*INSTRUCTIONS FOR THE TASK*: Repeat every line from the line containing "[spot] the sky -- a pin for each instance." to the end of the data, exactly. Leave the pictures out.

Photo object pointing records:
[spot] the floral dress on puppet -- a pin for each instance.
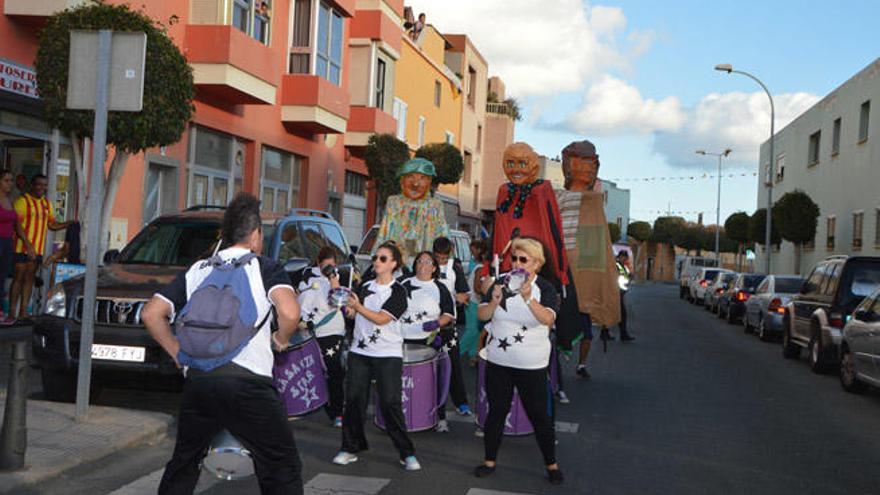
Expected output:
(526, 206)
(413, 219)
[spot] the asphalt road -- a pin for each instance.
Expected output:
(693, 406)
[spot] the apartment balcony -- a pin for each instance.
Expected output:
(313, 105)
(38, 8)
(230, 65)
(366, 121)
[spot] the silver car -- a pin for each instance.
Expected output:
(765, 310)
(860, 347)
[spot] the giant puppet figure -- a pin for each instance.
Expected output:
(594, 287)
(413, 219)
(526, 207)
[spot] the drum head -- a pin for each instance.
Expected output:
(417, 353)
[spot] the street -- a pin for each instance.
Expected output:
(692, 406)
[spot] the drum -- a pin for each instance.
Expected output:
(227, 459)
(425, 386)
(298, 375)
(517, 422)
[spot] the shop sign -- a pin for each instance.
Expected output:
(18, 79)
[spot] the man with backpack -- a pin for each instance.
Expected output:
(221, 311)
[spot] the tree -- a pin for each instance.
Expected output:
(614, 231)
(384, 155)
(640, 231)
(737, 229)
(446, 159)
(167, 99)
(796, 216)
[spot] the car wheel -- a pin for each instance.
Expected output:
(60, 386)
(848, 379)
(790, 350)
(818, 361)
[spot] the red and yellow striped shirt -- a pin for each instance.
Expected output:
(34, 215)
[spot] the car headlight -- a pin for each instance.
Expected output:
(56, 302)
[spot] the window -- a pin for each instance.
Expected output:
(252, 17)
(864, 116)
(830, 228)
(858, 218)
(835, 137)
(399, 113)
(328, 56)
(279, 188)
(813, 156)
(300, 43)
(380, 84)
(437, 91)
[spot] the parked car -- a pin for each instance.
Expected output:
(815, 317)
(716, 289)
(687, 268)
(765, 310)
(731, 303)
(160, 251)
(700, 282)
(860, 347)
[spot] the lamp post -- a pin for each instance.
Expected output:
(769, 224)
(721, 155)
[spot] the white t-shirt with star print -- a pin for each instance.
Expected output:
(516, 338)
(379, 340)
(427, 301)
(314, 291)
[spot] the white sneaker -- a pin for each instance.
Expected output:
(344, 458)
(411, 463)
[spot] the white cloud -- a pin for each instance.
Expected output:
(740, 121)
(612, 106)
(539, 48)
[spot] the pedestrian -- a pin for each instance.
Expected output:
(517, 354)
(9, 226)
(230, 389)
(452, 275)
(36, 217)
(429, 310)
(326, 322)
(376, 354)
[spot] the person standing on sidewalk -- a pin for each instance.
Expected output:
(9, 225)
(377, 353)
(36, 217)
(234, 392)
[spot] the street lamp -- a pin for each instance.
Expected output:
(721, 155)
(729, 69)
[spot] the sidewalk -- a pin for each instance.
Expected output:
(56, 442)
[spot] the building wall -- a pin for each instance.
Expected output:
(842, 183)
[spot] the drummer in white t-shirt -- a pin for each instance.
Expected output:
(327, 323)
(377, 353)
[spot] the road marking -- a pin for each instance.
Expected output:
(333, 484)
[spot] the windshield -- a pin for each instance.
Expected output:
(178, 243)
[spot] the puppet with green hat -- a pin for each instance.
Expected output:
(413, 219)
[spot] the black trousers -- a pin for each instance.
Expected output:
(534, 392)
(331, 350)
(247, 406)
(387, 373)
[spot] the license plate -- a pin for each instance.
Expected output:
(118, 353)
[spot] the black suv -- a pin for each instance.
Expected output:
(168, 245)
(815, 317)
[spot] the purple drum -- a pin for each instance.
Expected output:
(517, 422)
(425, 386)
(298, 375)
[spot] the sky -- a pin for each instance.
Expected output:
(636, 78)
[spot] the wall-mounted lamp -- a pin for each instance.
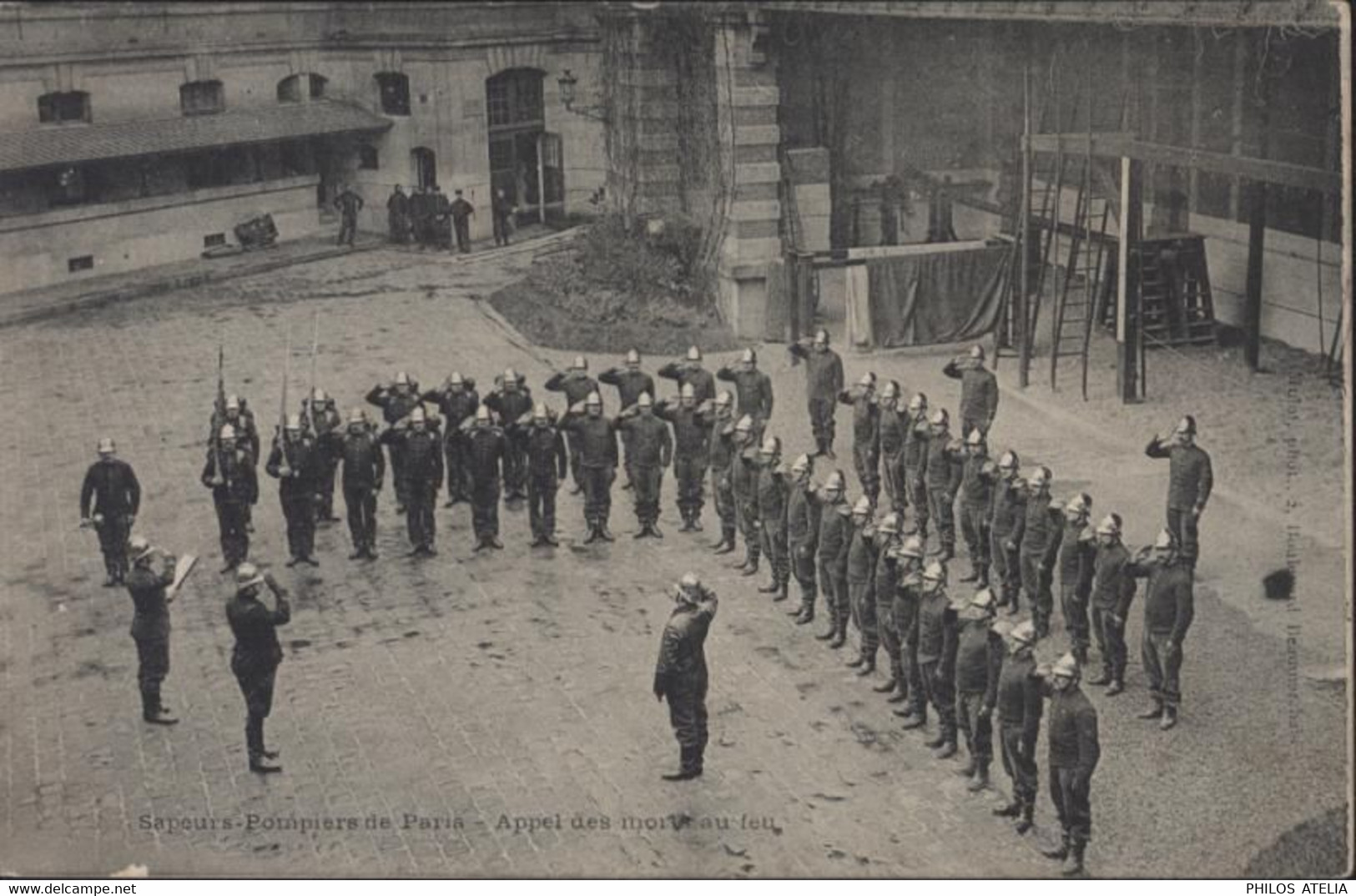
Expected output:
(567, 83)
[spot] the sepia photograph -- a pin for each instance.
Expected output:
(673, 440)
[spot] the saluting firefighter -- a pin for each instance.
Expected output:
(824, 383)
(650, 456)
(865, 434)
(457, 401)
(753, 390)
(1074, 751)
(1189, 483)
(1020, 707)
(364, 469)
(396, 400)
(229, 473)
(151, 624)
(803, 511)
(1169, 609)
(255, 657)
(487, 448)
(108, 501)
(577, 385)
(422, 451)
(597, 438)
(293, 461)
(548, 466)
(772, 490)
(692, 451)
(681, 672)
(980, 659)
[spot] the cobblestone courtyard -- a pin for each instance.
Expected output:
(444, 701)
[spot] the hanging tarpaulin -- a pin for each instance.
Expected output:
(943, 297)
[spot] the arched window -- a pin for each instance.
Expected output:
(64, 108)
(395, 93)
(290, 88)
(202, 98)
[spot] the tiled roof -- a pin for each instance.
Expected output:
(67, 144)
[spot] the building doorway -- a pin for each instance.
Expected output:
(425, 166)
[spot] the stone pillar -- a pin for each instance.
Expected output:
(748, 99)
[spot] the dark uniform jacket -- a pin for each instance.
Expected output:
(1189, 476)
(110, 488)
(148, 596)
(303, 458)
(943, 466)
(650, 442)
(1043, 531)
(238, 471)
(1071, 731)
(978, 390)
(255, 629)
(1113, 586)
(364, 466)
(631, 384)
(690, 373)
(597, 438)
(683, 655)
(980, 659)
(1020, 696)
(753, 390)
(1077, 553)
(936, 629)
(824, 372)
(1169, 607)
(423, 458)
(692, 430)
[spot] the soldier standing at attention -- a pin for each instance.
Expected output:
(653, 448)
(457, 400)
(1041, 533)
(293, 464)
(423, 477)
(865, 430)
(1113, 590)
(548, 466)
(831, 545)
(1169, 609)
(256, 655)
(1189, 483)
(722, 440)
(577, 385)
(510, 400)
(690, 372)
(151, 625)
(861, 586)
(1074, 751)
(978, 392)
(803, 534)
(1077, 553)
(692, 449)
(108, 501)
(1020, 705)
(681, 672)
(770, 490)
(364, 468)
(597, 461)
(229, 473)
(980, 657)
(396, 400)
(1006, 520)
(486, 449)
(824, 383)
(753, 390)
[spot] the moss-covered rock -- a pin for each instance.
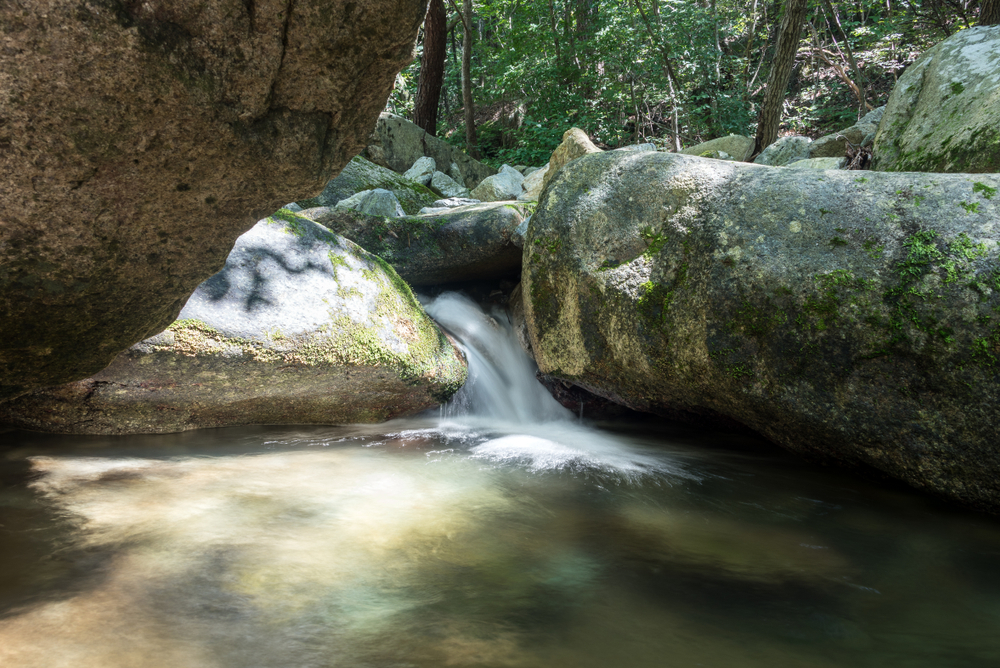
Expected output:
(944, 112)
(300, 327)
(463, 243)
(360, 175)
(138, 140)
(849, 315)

*IN RESPONSE*:
[spot] the sky -- a pin for each instance.
Expected output:
(636, 78)
[spot] the wall-mounted lamp -- a pin for each instance.
Expected output:
(567, 83)
[spot] the sepia photograph -- a pin for each instance.
Expected output:
(673, 440)
[spot] the saluting firefighter -- a pin for each instance.
Expected output:
(824, 383)
(650, 456)
(865, 434)
(457, 401)
(753, 390)
(1074, 751)
(1189, 483)
(1020, 707)
(364, 469)
(396, 400)
(229, 473)
(151, 624)
(803, 511)
(1169, 609)
(255, 657)
(487, 448)
(108, 501)
(577, 385)
(422, 451)
(597, 438)
(293, 461)
(548, 466)
(772, 490)
(692, 451)
(681, 672)
(980, 659)
[spot] the cobblestone courtyard -- a pin for each instance.
Expected output:
(444, 701)
[spot] the hanging tarpaulin -- a pin for each instance.
Expected output:
(943, 297)
[spot] the arched window -- a pin for each instance.
Expected output:
(64, 108)
(395, 93)
(290, 88)
(202, 98)
[spot] the tiled roof -- a pin for each instance.
Expected output:
(67, 144)
[spot] the building doorway -- a pin for each instance.
Expected output:
(425, 166)
[spot] the stone pillar -- a pin for each instance.
Expected output:
(748, 99)
[spot] the dark uniform jacket -- a pin for each instance.
Expected output:
(1189, 476)
(110, 488)
(148, 596)
(303, 458)
(943, 466)
(650, 442)
(1043, 531)
(238, 471)
(1071, 731)
(978, 390)
(255, 629)
(1113, 586)
(364, 466)
(631, 384)
(690, 373)
(597, 438)
(683, 655)
(980, 659)
(1020, 696)
(753, 390)
(1077, 553)
(936, 629)
(824, 372)
(1169, 607)
(423, 458)
(692, 430)
[spot] the soldier standing at attention -- a pin for each instance.
Expected output:
(653, 448)
(457, 400)
(1041, 533)
(293, 464)
(423, 477)
(865, 430)
(1113, 590)
(548, 466)
(831, 545)
(1169, 609)
(256, 655)
(1189, 483)
(722, 440)
(577, 385)
(510, 400)
(690, 372)
(151, 625)
(861, 586)
(1074, 751)
(978, 392)
(803, 534)
(1077, 553)
(692, 449)
(108, 501)
(1020, 705)
(681, 672)
(770, 490)
(364, 468)
(597, 461)
(229, 473)
(980, 657)
(396, 400)
(1006, 520)
(486, 449)
(824, 383)
(753, 390)
[spot] the moss-covered rock -- a pin for each instance.
Expected output:
(944, 112)
(300, 327)
(463, 243)
(360, 175)
(138, 140)
(849, 315)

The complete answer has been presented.